PROBLEM SET:
a. According to the article on Hawkeye Community College's sustainable construction program, how long does it take to earn the Associate's of Applied Science Degree in sustainable construction and design?
b. In the article on Hawkeye Community College's sustainable construction program, write out the passage that starts at the words "Hawkeye Community College's" and ends after "start to finish.", switching "construction industry" to "building trades".

SOURCE EXCERPT:
Tuesday, December 3, 2024

Hawkeye Community College's revolutionary program makes difference in construction landscape

Construction

WATERLOO — Building science is the future of the construction industry.

And you can study energy efficient housing by enrolling in Hawkeye Community College’s sustainable construction and design program to help build “net-zero energy homes” from start to finish.

In two years you can earn an Associate’s of Applied Science Degree in sustainable construction and design.

“The guys who dig the holes and pour the footings will put the last piece of trim on after starting from nothing but grass,” said Ben Strickert, an instructor from Jesup.

“Net-zero” or “high performing” houses entail a renewable energy system that offsets most or all the home’s annual energy use,

“The only way to get to net zero is to have some sort of alternative energy,” said Craig Clark, an instructor from La Porte City. “That’s typically solar in our area. We can’t really have a wind turbine out here.”

In addition to solar panels, which students help install, the program promotes the use of insulated concrete forms — nicknamed “styrofoam blocks” — that contribute to the larger mission of establishing air tightness.

“Instead of just wood frame in a house, ICF makes it really air tight because we don’t have all these seams in the plywood, and then thermal mass plays into it,” Strickert said. “The thermal mass of the concrete that the house is built out of – clear up to the roof line from the footings down to the hole – is like a big battery. Once you warm that mass up, it holds that temperature for a lot longer period of time. That’s one of our big teachings.”

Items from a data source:

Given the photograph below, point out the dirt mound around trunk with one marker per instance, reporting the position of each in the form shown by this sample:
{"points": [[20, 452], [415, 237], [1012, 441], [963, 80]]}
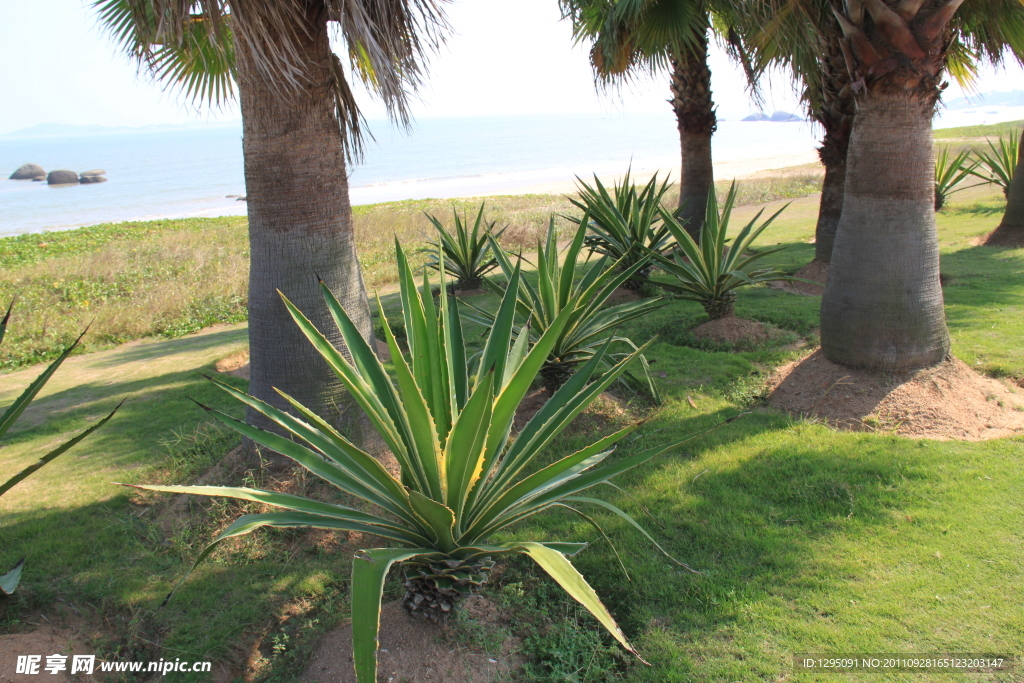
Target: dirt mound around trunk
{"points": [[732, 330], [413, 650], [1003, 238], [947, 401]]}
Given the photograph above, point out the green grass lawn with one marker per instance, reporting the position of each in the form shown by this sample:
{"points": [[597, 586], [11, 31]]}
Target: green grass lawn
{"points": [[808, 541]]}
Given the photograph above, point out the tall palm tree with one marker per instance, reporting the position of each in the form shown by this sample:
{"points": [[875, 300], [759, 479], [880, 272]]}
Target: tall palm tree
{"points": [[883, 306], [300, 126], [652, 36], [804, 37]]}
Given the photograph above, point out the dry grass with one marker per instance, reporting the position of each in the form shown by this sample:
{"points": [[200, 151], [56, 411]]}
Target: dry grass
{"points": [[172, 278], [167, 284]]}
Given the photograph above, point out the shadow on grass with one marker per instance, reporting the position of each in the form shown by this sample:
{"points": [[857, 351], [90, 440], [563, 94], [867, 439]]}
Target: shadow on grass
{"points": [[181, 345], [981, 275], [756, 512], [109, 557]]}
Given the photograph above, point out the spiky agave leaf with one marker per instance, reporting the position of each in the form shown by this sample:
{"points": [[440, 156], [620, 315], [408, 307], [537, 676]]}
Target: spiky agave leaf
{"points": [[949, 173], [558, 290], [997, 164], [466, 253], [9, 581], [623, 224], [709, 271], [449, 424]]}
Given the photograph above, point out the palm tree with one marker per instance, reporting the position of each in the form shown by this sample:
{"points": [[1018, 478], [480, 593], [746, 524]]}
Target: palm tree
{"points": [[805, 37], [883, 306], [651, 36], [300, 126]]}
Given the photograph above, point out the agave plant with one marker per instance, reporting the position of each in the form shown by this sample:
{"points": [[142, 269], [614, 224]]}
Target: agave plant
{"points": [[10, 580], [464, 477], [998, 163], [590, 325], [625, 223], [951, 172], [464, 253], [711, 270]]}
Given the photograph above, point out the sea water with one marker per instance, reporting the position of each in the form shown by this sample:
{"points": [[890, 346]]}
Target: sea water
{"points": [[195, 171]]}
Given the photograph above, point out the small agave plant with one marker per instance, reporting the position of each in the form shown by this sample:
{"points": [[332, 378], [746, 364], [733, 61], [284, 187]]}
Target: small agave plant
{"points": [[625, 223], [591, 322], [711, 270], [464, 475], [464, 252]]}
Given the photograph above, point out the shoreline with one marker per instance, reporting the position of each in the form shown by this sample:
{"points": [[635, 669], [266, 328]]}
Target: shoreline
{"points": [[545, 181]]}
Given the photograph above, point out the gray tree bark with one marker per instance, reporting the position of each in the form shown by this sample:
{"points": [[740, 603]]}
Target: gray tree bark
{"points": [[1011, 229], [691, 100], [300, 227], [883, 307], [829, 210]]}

RESPONSES:
a. Two years.

b.
Hawkeye Community College's revolutionary program makes difference in construction landscape

Construction

WATERLOO — Building science is the future of the building trades.

And you can study energy efficient housing by enrolling in Hawkeye Community College’s sustainable construction and design program to help build “net-zero energy homes” from start to finish.